◆ **Text to read**
= Multidimensional Personality Questionnaire =

Personality test

The Multidimensional Personality Questionnaire (MPQ) is a personality test meant to measure normal personality developed by Auke Tellegen in 1982. It is currently sold by the University of Minnesota Press.

The test in its various versions has had 300, 276 and 198 true-false items. The current version is the 276 items one. There also exists a short form with 155 items (MPQ-BF). The questionnaire gives ratings on four broad traits, Positive Emotional Temperament, Negative Emotional Temperament, Constraint and Absorption, as well as 11 primary trait dimensions.

== Broad dimensions ==

=== PEM – Positive Emotional Temperament ===
High Positive Emotional Temperament = behavior and temperamental characteristics conducive to joy, and to active and rewarding engagement with social and work environments.
Low Positive Emotional Temperament = tendencies to experience joylessness, loss of interest, and fatigue, reflecting non-pleasurable and possibly depressive disengagement.
Associated with Well-being, Social Potency, Achievement, and Social Closeness.

=== NEM – Negative Emotional Temperament ===
High Negative Emotional Temperament = proneness to experience anxiety, anger, and related emotional and behavioral negative engagement.
Low Negative Emotional Temperament = a somewhat phlegmatic temperament, disposing to calm, relaxation, and other non-pleasurable states of disengagement.
Most distinctively related to Stress Reaction, Alienation, and Aggression.

Saved data entries
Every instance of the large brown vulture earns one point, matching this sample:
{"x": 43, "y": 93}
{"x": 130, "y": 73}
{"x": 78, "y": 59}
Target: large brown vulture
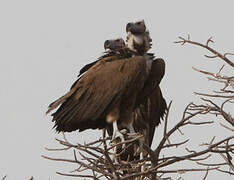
{"x": 120, "y": 88}
{"x": 106, "y": 94}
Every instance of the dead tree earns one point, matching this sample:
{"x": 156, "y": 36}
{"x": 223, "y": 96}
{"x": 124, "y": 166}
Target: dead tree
{"x": 95, "y": 158}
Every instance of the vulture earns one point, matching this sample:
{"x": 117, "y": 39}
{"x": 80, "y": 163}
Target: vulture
{"x": 120, "y": 90}
{"x": 107, "y": 93}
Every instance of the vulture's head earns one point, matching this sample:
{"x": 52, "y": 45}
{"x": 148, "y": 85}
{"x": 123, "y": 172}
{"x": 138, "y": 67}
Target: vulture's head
{"x": 114, "y": 44}
{"x": 138, "y": 38}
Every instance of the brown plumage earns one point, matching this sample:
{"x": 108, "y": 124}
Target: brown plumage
{"x": 122, "y": 86}
{"x": 107, "y": 85}
{"x": 150, "y": 110}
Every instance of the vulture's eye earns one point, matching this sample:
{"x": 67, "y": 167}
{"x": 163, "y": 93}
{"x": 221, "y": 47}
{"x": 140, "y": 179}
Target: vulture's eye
{"x": 138, "y": 23}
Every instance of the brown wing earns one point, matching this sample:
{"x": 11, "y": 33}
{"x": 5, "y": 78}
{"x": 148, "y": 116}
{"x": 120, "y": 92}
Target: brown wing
{"x": 103, "y": 85}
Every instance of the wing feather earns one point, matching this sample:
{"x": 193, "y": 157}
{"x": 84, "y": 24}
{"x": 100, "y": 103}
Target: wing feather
{"x": 103, "y": 85}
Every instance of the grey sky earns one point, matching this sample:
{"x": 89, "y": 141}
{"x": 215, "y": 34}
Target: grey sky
{"x": 44, "y": 43}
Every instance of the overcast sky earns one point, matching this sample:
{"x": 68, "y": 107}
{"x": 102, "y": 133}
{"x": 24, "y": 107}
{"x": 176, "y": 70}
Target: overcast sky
{"x": 44, "y": 43}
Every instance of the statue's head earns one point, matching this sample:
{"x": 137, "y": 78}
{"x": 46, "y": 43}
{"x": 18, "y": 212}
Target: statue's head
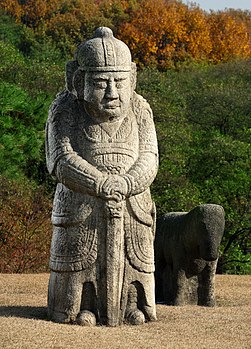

◆ **What you will do**
According to the personality questionnaire text, who developed the test, and in what year?

◆ **Solution**
Auke Tellegen developed it in 1982.